TEXT FOR ANALYSIS:
::::::::

(Story updated at 12:30 p.m. Eastern)
Some medical data miners may soon be allowed to share and sell Medicare and private-sector medical-claims data, as well as analyses of that data, under proposed regulations the CMS issued Friday.
Quality improvement organizations and other “qualified entities” would be granted permission to perform data analytics work and share it with, or sell it to others, under an 86-page proposed rule that carries out a provision of the Medicare Access and CHIP Reauthorization Act of 2015 (MACRA).
The analyses could be given or sold “to providers, employers, and other groups who can use the data to support improved care,” according to a CMS news release. Qualified entities would also be allowed to provide or sell the actual claims data to providers, the CMS said.
“Increasing access to analyses and data that include Medicare data will make it easier for stakeholders throughout the healthcare system to make smarter and more informed healthcare decisions,” said CMS Acting Administrator Andy Slavitt in the news release.
Dr. John Toussaint, CEO of the ThedaCare Center for Healthcare Value in Appleton, Wis., said the MACRA provision would allow organizations like the Wisconsin Health Information Organization to accept Medicare data and then publicly report the performance of physicians both on cost and quality. The information exchange, one of the original 13 qualified entities, is the all-payer claims database for the state.

::::::::

DATASET:

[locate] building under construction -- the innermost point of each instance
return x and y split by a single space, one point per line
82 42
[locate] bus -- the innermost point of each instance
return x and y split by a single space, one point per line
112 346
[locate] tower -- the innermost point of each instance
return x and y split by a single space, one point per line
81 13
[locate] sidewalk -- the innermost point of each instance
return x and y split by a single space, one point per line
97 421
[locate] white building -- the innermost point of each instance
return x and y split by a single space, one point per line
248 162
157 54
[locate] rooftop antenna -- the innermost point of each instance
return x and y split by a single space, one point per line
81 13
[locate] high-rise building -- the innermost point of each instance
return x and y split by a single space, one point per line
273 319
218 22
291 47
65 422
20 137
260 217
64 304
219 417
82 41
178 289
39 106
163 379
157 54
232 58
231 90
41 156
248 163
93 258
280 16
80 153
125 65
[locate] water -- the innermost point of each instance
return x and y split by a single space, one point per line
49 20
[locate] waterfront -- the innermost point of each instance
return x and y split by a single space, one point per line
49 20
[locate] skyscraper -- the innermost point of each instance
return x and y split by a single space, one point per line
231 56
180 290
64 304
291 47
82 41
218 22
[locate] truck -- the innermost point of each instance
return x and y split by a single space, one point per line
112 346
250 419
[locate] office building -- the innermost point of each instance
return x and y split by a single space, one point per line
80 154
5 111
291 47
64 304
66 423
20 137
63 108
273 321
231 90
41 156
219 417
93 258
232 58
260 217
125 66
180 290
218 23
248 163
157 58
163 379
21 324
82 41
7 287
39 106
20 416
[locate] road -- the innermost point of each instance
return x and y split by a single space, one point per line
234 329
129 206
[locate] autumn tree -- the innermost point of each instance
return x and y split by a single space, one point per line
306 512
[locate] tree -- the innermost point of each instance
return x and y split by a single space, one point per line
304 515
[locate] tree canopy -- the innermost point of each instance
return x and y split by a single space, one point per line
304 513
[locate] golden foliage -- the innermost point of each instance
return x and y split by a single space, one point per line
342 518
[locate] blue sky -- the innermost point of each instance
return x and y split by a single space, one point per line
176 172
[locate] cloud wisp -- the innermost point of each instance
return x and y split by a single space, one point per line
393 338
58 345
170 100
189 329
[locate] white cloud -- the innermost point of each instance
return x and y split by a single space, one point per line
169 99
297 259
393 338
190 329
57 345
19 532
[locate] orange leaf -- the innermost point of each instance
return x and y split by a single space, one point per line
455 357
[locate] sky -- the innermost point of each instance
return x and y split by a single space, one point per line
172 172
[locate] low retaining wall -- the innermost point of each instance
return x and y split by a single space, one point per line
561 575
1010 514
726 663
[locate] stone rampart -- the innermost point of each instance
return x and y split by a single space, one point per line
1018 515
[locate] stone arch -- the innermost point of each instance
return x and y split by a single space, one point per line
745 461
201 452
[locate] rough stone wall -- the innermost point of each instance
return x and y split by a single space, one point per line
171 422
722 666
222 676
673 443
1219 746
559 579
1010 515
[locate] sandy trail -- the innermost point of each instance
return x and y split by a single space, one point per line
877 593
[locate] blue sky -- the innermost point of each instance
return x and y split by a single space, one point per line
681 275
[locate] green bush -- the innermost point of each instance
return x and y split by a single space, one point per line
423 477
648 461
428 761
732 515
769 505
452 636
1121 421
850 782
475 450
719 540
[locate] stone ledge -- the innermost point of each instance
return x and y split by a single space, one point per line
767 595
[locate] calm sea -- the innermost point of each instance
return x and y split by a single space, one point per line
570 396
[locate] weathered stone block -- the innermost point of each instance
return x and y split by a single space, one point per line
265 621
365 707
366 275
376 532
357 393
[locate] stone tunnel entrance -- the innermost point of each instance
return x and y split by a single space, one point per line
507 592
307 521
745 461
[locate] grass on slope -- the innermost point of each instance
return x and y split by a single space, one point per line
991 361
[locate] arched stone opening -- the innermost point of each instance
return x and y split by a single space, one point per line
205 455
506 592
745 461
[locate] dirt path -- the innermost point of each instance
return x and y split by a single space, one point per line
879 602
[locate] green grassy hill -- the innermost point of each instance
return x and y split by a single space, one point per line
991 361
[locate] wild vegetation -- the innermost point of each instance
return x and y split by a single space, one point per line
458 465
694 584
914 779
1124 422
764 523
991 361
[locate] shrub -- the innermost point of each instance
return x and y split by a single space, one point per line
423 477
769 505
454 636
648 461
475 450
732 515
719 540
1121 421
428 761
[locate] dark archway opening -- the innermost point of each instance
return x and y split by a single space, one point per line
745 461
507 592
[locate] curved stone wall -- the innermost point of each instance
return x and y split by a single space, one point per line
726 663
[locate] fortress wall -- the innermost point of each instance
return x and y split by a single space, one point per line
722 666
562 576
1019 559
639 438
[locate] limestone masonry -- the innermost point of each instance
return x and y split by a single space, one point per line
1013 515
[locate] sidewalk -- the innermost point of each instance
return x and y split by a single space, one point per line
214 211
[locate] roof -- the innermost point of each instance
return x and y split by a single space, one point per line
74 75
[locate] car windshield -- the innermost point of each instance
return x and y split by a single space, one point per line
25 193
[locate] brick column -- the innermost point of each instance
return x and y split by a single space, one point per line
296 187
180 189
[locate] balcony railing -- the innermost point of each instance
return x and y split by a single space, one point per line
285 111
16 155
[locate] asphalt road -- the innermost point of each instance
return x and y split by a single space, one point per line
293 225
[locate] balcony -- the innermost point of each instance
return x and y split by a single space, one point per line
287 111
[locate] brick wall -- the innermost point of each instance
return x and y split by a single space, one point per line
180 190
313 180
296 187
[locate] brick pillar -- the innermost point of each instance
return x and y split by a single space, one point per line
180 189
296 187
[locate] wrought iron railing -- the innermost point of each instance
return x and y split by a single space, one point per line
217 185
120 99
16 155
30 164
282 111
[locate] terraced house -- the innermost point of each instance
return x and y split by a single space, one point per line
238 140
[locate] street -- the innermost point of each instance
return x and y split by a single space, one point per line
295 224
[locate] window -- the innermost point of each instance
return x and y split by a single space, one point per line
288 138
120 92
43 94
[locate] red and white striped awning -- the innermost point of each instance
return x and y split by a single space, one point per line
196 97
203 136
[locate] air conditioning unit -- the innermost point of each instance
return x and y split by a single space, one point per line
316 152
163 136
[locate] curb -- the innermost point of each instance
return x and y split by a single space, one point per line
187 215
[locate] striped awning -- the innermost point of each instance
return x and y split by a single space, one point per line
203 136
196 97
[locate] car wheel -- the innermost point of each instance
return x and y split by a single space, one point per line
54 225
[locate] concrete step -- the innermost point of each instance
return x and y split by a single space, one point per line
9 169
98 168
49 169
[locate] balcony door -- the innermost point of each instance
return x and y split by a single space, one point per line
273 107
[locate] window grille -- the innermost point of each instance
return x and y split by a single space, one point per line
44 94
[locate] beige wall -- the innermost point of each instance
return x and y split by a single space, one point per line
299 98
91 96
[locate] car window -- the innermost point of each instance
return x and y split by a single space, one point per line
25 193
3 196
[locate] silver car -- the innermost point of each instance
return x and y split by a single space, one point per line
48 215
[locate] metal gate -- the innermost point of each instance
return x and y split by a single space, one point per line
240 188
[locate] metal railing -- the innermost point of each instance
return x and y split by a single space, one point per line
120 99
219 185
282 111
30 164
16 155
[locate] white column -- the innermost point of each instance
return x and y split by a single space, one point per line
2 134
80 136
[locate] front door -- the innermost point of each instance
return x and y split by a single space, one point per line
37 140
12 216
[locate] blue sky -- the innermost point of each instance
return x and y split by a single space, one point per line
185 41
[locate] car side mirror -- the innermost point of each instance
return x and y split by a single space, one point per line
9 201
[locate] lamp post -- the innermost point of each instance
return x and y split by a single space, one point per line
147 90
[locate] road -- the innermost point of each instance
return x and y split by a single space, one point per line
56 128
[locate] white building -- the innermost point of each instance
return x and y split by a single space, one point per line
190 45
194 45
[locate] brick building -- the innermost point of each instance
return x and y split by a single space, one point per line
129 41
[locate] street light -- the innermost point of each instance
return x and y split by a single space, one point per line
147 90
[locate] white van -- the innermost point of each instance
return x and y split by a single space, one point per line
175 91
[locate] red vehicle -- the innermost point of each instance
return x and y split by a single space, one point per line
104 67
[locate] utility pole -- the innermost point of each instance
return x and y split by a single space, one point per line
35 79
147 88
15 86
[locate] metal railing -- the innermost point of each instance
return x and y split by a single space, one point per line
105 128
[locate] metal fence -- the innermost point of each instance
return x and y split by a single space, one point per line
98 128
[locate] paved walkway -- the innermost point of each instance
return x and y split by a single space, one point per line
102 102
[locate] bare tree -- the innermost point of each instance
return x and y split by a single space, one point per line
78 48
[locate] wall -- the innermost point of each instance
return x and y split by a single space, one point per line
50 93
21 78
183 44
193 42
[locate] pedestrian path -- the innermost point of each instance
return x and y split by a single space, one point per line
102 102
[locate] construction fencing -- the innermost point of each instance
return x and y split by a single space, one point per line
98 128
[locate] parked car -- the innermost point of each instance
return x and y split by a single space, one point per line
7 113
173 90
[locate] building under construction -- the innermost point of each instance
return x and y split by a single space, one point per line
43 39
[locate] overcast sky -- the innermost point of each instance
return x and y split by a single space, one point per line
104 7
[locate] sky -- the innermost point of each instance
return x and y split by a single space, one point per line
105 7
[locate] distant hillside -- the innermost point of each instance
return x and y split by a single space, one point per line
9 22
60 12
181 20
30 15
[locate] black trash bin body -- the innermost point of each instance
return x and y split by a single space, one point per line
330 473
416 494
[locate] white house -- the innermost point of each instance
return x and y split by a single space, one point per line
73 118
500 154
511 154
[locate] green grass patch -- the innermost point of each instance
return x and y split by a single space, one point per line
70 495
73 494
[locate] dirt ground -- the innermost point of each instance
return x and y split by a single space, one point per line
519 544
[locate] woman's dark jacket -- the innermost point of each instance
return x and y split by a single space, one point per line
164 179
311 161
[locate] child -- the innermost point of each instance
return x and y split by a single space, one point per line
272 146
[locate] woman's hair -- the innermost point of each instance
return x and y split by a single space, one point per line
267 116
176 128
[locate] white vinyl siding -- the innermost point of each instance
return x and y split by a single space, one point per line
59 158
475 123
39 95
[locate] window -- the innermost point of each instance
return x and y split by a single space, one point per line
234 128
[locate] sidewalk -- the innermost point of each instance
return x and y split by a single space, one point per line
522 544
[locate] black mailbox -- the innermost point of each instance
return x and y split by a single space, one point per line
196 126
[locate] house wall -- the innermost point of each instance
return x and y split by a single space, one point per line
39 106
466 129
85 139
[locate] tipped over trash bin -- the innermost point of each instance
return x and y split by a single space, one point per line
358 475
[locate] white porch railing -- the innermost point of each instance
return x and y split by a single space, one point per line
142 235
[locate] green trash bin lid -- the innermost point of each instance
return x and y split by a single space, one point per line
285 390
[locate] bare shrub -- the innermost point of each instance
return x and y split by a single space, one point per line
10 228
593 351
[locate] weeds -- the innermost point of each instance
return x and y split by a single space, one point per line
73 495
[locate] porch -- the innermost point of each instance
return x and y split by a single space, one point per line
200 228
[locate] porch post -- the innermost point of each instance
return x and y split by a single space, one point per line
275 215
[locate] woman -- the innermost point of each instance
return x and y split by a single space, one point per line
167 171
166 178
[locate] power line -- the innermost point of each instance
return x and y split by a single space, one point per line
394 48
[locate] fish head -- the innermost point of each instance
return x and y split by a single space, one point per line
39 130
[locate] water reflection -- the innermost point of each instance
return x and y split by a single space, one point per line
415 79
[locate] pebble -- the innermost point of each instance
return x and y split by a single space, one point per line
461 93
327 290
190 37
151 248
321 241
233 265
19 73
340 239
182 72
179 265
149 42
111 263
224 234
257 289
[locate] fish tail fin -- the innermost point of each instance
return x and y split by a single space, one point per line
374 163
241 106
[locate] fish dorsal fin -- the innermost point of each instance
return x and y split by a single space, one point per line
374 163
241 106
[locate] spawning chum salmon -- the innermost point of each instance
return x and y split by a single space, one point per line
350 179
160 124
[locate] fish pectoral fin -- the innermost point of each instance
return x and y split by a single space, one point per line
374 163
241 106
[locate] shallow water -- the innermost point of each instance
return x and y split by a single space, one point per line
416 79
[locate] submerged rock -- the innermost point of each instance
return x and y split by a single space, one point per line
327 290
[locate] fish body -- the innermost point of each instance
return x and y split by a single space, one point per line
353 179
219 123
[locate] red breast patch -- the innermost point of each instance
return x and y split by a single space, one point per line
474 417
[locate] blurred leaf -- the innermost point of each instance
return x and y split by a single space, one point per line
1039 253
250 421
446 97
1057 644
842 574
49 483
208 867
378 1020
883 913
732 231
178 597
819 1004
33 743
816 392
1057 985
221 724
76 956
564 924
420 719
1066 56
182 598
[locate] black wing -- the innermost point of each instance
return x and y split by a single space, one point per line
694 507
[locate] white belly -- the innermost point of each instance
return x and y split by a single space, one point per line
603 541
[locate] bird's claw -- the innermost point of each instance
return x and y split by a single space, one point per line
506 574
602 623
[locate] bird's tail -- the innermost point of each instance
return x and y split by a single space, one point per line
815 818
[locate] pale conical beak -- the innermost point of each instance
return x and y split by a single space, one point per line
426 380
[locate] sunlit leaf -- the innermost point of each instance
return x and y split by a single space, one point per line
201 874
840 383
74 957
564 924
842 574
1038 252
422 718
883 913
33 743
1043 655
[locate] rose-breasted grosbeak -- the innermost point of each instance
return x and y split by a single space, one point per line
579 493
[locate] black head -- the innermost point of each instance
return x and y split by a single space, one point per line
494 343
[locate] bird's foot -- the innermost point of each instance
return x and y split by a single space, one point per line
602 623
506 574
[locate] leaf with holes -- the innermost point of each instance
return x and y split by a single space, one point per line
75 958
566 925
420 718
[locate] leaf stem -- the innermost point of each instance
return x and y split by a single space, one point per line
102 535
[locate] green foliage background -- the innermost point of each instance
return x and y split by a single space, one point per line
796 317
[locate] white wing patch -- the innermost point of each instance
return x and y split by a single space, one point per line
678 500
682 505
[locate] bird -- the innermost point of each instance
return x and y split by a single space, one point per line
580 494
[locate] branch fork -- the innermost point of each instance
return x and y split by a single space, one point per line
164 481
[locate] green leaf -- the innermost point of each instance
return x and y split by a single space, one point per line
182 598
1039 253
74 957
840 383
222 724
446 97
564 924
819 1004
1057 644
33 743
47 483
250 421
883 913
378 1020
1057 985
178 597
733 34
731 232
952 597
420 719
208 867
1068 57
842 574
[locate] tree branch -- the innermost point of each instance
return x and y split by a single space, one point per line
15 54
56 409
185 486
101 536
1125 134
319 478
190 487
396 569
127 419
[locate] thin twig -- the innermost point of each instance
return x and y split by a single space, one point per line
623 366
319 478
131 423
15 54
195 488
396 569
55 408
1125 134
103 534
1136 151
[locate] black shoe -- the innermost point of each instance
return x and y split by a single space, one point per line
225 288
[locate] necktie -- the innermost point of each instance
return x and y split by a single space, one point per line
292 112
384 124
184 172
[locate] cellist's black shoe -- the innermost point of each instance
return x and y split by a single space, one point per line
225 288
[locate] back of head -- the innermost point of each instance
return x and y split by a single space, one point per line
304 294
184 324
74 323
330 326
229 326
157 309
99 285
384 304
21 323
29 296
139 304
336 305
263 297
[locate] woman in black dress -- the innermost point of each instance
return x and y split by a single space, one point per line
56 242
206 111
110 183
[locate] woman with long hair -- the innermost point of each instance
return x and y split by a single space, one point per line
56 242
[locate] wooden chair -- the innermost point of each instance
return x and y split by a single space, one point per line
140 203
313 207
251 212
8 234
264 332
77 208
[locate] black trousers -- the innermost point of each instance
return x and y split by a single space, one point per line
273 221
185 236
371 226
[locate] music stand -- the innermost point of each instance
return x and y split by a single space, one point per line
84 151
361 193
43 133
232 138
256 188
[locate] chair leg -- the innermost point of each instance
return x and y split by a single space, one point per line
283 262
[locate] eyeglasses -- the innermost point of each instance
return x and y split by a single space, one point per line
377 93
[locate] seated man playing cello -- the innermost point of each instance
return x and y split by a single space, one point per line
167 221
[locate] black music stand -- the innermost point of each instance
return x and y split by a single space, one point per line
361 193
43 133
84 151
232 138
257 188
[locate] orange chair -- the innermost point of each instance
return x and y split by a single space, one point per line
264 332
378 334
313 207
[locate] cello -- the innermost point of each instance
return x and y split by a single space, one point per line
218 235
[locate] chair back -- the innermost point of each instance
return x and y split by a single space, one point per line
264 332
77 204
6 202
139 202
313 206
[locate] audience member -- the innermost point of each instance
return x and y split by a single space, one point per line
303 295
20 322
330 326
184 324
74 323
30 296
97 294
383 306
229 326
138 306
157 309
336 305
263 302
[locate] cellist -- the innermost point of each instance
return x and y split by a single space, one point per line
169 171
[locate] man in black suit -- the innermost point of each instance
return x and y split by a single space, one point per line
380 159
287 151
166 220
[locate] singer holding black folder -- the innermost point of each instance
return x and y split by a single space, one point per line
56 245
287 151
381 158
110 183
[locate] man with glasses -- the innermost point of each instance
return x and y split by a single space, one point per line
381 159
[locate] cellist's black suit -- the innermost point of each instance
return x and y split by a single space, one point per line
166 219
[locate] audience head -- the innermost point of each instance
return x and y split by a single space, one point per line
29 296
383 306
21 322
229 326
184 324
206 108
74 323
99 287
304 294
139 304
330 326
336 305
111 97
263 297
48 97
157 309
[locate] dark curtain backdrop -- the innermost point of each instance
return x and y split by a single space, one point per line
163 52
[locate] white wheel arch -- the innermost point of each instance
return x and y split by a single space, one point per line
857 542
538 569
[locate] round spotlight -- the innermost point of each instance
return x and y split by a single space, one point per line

::::::::

DESCRIPTION OF THE TASK: Quote in full, word for word, the news text about the CMS proposal on sharing and selling Medicare claims data. Rely on the text by itself and nothing else from the material.

RESPONSE TO THIS TASK:
(Story updated at 12:30 p.m. Eastern)
Some medical data miners may soon be allowed to share and sell Medicare and private-sector medical-claims data, as well as analyses of that data, under proposed regulations the CMS issued Friday.
Quality improvement organizations and other “qualified entities” would be granted permission to perform data analytics work and share it with, or sell it to others, under an 86-page proposed rule that carries out a provision of the Medicare Access and CHIP Reauthorization Act of 2015 (MACRA).
The analyses could be given or sold “to providers, employers, and other groups who can use the data to support improved care,” according to a CMS news release. Qualified entities would also be allowed to provide or sell the actual claims data to providers, the CMS said.
“Increasing access to analyses and data that include Medicare data will make it easier for stakeholders throughout the healthcare system to make smarter and more informed healthcare decisions,” said CMS Acting Administrator Andy Slavitt in the news release.
Dr. John Toussaint, CEO of the ThedaCare Center for Healthcare Value in Appleton, Wis., said the MACRA provision would allow organizations like the Wisconsin Health Information Organization to accept Medicare data and then publicly report the performance of physicians both on cost and quality. The information exchange, one of the original 13 qualified entities, is the all-payer claims database for the state.